**Описание задания:** Куда, согласно отрывку о Распутине, он выехал в феврале после разговора с Коковцовым?

**Приведенный текст:**
=-=-=

Илиодор в своем монастырском уединении горько сожалел, что Родионов отдал письма «батюшке-царю» вместо того, чтобы повести «серьезную кампанию против старца». Но болезненнее всех была реакция самой царицы, гордой, замкнутой, уверенной в своем превосходстве — и вдруг выставленной на глаза ее подданных в самом сокровенном. Она потребовала объяснений. «Миленькая мама! Фу, собака Илиодор. Вот вор. Письма воруют, — писал Распутин. — Какая гадость! Украл из сундука, или еще как. Да. Вот вам и священник. Бесам служит. Это знай. Остры у него зубы, у вора. Да! Григорий».

Слухи, что Распутин сожительствует с царицей, пущенные Гермогеном и подхваченные Гучковым, показав царю, какой грязью могут облить и его жену, и «старца», — скорее усилили его недоверие ко всему дурному, что он слышал о Распутине. Но то, что его семейная жизнь оказалась в центре всероссийского скандала, а письма жены и детей попали в чужие руки, заставило его заколебаться и как будто дать «карт бланш» министру внутренних дел Макарову. Выехав после разговора с Коковцовым в феврале в Покровское, в июне Распутин, ускользнув в дороге от агентов, снова появился в Петербурге — но через несколько дней был выслан приказом министра. Казалось, влиянию «старца» на царскую семью приходит конец — но Бог судил иначе.

=-=-=

**Исходные данные:**
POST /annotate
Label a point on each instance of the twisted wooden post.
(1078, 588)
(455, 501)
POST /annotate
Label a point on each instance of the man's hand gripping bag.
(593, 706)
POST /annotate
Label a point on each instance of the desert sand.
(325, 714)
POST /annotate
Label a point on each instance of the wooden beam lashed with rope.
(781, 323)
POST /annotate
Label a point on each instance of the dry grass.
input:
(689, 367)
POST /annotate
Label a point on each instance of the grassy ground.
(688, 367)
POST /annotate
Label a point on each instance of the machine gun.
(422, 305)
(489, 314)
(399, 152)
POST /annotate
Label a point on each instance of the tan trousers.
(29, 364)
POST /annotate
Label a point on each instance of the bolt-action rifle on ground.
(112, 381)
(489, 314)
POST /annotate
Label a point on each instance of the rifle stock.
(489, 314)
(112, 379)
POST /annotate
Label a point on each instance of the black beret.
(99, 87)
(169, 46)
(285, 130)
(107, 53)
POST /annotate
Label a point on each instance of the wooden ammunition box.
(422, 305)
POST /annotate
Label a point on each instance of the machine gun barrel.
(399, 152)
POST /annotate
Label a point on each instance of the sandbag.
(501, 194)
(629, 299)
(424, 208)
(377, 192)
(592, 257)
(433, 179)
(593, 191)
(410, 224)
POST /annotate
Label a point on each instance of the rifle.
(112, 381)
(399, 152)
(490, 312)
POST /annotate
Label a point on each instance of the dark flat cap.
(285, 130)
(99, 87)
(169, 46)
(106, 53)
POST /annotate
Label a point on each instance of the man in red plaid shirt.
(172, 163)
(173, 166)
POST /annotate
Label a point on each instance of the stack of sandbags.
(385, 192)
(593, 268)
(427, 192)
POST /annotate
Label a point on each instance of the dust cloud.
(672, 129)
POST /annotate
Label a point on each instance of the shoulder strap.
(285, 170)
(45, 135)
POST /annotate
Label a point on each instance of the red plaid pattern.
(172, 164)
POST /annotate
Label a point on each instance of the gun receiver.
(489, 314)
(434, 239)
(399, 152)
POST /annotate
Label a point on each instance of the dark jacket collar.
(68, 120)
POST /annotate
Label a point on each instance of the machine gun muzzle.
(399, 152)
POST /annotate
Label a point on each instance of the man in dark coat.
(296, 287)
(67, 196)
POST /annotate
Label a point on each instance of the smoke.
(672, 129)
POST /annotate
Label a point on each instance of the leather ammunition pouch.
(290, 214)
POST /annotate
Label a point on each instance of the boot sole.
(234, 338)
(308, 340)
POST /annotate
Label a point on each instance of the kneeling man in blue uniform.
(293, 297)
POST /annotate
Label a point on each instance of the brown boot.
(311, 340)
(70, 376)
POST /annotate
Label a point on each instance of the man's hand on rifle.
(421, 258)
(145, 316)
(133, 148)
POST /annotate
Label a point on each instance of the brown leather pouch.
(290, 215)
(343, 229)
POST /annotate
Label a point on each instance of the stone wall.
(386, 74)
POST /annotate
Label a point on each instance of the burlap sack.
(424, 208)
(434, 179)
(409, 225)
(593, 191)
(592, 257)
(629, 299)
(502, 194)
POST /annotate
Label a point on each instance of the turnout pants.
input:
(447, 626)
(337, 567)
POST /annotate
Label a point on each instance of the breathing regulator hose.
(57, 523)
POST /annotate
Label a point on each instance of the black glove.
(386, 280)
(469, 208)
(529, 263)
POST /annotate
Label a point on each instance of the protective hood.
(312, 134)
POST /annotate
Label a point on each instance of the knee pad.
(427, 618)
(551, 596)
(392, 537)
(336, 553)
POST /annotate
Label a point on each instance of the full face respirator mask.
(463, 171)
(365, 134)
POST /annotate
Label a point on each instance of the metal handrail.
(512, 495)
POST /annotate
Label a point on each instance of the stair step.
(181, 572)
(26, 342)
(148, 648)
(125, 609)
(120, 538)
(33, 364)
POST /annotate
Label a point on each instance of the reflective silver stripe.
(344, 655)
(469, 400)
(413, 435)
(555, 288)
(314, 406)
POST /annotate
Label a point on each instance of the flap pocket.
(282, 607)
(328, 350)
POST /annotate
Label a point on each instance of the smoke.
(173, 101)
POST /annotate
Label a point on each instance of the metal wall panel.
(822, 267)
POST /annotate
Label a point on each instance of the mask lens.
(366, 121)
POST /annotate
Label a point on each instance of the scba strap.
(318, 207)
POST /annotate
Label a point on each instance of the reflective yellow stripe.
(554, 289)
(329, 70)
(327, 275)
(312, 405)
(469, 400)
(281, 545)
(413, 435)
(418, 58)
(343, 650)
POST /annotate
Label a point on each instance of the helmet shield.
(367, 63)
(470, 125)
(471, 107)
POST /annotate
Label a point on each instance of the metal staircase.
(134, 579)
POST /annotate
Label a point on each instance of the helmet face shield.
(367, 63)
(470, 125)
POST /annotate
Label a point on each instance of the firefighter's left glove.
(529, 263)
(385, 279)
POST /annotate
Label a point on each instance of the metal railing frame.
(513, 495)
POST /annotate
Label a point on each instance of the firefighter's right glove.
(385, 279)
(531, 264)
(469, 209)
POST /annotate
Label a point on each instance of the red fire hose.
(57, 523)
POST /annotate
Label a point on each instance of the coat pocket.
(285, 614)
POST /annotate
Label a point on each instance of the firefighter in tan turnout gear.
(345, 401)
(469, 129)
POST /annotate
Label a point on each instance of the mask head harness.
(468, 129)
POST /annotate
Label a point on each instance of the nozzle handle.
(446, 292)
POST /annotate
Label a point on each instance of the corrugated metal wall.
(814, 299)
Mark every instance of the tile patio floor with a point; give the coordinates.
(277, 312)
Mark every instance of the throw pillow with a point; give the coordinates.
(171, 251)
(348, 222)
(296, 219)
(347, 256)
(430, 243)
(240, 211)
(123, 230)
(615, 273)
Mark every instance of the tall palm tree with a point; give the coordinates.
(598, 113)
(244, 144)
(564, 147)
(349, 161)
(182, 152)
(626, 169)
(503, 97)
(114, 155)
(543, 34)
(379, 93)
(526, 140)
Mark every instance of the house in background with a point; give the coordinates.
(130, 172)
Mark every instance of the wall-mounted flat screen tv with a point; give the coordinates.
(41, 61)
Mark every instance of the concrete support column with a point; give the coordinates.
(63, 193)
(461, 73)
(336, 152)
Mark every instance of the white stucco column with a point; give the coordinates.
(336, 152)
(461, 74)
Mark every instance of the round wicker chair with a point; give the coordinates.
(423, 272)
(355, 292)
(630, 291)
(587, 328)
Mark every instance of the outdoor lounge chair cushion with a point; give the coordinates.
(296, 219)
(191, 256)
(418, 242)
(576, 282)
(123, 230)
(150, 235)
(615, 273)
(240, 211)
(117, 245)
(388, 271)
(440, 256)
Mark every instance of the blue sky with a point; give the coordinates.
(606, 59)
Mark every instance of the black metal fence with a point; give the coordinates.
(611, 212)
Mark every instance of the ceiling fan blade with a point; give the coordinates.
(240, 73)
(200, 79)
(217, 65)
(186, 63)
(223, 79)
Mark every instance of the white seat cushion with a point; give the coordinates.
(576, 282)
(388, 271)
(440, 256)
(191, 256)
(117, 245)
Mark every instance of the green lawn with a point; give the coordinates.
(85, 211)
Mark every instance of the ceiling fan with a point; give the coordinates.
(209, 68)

=-=-=

**Ответ на задание:** В Покровское.